• _WHAT THE TASK ASKS_
The answer must be the full listing, repeated word for word.

[[ SOURCE INFORMATION open ]]

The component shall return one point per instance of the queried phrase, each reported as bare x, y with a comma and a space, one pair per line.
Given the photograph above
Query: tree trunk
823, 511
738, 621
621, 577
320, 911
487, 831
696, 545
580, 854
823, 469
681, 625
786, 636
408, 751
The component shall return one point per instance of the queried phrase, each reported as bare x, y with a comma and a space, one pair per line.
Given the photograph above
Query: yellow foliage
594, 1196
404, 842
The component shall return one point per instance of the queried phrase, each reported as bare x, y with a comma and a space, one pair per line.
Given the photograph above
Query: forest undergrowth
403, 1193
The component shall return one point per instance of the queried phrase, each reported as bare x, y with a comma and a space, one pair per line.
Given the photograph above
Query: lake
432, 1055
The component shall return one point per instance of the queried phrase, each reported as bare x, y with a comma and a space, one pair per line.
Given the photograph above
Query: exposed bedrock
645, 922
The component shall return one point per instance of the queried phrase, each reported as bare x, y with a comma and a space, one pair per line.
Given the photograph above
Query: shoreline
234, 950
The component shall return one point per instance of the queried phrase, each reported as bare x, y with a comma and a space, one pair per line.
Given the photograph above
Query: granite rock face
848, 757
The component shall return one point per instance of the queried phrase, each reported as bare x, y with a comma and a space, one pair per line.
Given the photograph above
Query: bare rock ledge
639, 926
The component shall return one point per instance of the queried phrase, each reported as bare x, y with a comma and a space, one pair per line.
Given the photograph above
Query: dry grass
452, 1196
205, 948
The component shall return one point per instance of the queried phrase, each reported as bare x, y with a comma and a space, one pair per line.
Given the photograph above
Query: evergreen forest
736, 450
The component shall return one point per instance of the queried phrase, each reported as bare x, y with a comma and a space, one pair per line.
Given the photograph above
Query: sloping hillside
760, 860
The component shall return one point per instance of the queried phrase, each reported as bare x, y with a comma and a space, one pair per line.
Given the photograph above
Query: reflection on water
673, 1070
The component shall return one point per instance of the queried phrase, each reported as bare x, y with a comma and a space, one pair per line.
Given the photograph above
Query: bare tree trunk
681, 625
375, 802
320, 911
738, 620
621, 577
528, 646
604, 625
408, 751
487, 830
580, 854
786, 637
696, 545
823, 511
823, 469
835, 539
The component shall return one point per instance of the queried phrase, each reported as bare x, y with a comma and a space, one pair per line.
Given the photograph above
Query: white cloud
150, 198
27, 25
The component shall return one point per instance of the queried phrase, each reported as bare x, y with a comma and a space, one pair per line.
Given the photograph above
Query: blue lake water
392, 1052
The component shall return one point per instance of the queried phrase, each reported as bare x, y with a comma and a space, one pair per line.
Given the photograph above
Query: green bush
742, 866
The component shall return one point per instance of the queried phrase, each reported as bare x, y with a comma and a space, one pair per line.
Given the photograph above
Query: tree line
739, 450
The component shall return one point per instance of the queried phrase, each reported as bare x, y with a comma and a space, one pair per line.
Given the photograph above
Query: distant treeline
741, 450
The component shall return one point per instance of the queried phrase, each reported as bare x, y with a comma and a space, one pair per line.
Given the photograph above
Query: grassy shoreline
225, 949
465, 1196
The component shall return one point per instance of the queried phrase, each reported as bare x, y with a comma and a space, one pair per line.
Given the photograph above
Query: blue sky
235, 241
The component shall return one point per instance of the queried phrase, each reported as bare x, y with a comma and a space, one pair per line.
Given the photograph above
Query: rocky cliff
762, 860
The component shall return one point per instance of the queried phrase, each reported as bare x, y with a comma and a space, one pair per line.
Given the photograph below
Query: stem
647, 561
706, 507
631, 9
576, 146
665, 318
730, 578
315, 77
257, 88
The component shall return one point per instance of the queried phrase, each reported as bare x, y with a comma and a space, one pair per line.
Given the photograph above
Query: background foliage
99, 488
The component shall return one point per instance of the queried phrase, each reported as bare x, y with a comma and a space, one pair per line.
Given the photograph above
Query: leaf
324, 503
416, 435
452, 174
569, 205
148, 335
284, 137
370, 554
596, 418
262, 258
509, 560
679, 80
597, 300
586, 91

[[ SOURCE INFORMATION closed ]]

• _REPLY_
The component shall return one point per instance of the queried phrase, each reported as bare x, y with a comma and a space, one pair per line.
Given the photograph above
Query: tree trunk
823, 511
738, 621
621, 577
320, 911
487, 831
696, 545
580, 854
823, 469
681, 625
786, 636
408, 751
The component shall return one point per instance of the queried phrase, each reported as bare x, y with a comma and a space, one pair per line.
Given the photograph above
Query: yellow foliage
594, 1196
404, 842
The component shall return one point per instance of the queried phrase, each reported as bare x, y with a comma and a space, one pair per line.
Given the photograph above
Query: forest undergrowth
403, 1193
The component shall return one point per instance of the queried phrase, each reported as bare x, y with a comma and a space, one pair per line.
Given the photograph above
Query: lake
432, 1055
The component shall return one point per instance of the queried phrase, each reported as bare x, y with a comma and a space, one pair per line.
Given the photograph above
Query: exposed bedrock
645, 922
The component shall return one point per instance of the queried phrase, each reported as bare x, y with a comma and a space, one pair per line.
Given the photograph above
Query: shoreline
234, 950
The component shall return one point per instance of the queried phrase, each reported as bare x, y with a comma and a space, one pair per line.
Given the photograph above
Query: granite rock face
848, 757
The component shall return one point per instance of the queried phrase, each reported as bare x, y with a comma and a space, one pair per line.
Given the photograph above
Query: bare rock ledge
639, 926
The component shall return one point per instance of the queried phrase, each reported as bare x, y with a comma and a space, one pair per line.
Given the photograph above
Query: dry grass
452, 1196
205, 948
The component shall return one point per instance of the queried phrase, each reported as bare x, y with a comma and a space, one pair per line.
Given the photograph above
Query: evergreen forest
736, 450
The component shall return one point per instance of the queried phrase, each reported as bare x, y with a comma and a space, one pair per line.
Given the photograph above
Query: sloping hillside
760, 860
The component shall return one point per instance of the queried phrase, each reported as bare x, y with a comma and a space, one pair per line.
Given the photograph above
Query: reflection on water
673, 1070
The component shall return one point per instance of the queried phrase, each reported as bare x, y with a comma and a space, one pair per line.
Given the photograph above
Query: bare tree trunk
681, 625
375, 802
320, 911
738, 620
621, 577
528, 646
604, 625
408, 751
487, 830
580, 854
786, 637
696, 545
823, 511
823, 469
835, 539
The component shall return one point per instance of the queried phrase, each reported as bare x, y with a comma and a space, one pair per line.
Given the photograph above
Query: white cloud
150, 198
27, 25
The component shall return one point per instance of the queried phrase, each reported as bare x, y with a comma and a space, one pair per line.
Given the photograph above
Query: blue lake water
392, 1052
The component shall return one point per instance of the queried phrase, each reported as bare x, y with a comma and a space, one pair per line.
Given the photograph above
Query: green bush
742, 866
The component shall return one point per instance of the queried phrase, each reported as bare x, y with a comma and a space, one pair per line.
Given the photograph above
Query: tree line
739, 450
The component shall return one point per instance of the queried phrase, each reported as bare x, y with a comma and a space, one pair per line.
Given the photograph above
Query: distant treeline
741, 450
The component shall return one point per instance of the queried phrase, each reported as bare x, y with a comma and a space, one pair per line.
Given the photograph above
Query: grassy shoreline
225, 949
465, 1196
The component shall return one point per instance of the queried phrase, each reported as bare x, y with a comma and a space, one pair per line.
Given the photograph above
Query: blue sky
235, 241
The component shall return one point per instance of the queried phrase, each reported as bare x, y with a comma and a space, one pair per line.
Given the photograph above
Query: rocky cliff
762, 860
The component shall return one point per instance of the queried phrase, each reported as bare x, y with a comma and a space, one pair per line.
Given the photograph below
Query: stem
647, 561
706, 507
631, 9
576, 146
665, 318
730, 578
315, 77
257, 88
The component shall return one point per instance of the queried phrase, each reported as bare x, y with a comma and a space, one pair per line.
Given the photograph above
Query: background foliage
99, 488
The component shall return one point per instance of the queried phrase, each reported as bare x, y with a comma and a space, one pair per line.
Given the photograph above
Query: leaf
324, 503
416, 435
452, 174
569, 205
148, 335
284, 137
370, 554
596, 418
262, 258
509, 560
679, 80
597, 300
586, 91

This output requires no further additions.